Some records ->
- - -

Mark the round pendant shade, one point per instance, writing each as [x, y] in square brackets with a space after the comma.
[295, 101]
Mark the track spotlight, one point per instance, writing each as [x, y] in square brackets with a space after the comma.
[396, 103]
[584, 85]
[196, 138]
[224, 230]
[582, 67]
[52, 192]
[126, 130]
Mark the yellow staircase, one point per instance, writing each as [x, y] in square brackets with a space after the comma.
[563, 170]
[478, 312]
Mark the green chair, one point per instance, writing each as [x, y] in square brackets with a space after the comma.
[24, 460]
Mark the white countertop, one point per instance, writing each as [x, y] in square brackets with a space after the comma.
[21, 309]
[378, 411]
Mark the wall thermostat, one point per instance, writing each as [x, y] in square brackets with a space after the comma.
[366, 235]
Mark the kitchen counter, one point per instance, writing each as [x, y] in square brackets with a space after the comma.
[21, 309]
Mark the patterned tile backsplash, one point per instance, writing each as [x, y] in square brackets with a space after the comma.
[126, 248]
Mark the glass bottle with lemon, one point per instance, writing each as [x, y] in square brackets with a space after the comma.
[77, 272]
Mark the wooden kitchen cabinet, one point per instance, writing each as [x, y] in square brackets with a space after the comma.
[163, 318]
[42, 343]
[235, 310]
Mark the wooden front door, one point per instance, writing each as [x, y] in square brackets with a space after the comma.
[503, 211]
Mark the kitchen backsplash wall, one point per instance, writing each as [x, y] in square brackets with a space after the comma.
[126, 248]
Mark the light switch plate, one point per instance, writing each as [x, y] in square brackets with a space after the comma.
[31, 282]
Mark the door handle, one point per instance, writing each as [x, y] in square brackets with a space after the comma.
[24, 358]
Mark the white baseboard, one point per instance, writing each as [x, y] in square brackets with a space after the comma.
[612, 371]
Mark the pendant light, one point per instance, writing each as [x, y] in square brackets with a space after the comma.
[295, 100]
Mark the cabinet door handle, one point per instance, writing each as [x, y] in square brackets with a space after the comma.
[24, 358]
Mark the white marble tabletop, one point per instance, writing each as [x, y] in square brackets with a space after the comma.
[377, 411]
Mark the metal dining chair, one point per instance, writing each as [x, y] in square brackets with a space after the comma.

- - -

WORK INSTRUCTIONS ->
From the first line to the last, please quote the material above exactly.

RESULT ->
Mark the round pendant shade, one point per instance, writing each as [x, y] in square brackets with a space after the comma.
[295, 101]
Mark the track spotlight, one point per instance, writing each as [x, y] in square brackets with a space after the comma.
[396, 103]
[584, 85]
[196, 138]
[224, 230]
[582, 67]
[52, 192]
[126, 130]
Mark the yellow staircase, one point per instance, writing each as [x, y] in square brackets with a space after the comma.
[563, 170]
[478, 312]
Mark the green chair, one point per instance, writing each as [x, y] in square brackets with a space after the comma.
[24, 460]
Mark the white countertop, one point per instance, writing each as [x, y] in square brackets with a space after the comma.
[21, 309]
[378, 411]
Mark the wall thermostat, one point per instance, writing each as [x, y] in square brackets with a space after the comma.
[366, 235]
Mark the kitchen counter, one point per instance, writing each as [x, y] in square brackets with a space after the comma.
[21, 309]
Mark the patterned tile backsplash, one point per instance, writing each as [x, y] in square brackets with a space after the comma.
[126, 248]
Mark the glass bottle with lemon, one point per instance, writing each as [x, y] in square brackets with a space after the comma.
[77, 272]
Mark the wooden kitchen cabinet, one point per instance, writing each as [x, y] in square brackets with a space after the comma.
[163, 318]
[42, 343]
[235, 310]
Mark the wooden front door, one point per instance, writing each as [x, y] in square brackets with a space after the comma.
[503, 211]
Mark the kitchen backsplash wall, one point per instance, writing each as [x, y] in square brackets with a space after the comma.
[126, 248]
Mark the light switch plate, one point per instance, writing each as [x, y] in square brackets with a space after the comma.
[31, 282]
Mark the door handle, one point per instance, writing each as [x, y] in square brackets with a space after the comma.
[24, 358]
Mark the white baseboard, one point per instance, writing each as [x, y] in square brackets with a space after the comma.
[612, 371]
Mark the pendant light, one point per instance, writing each as [x, y] in square brackets with a space after the comma.
[295, 100]
Mark the cabinet door handle, one point per instance, writing each as [x, y] in square brackets with a space after the comma.
[24, 358]
Mark the white marble tabletop, one point per instance, writing each as [x, y] in square brackets with a space after the comma.
[377, 411]
Mark the metal dining chair, one point per instance, writing each as [x, y] in square brackets with a space after the comma.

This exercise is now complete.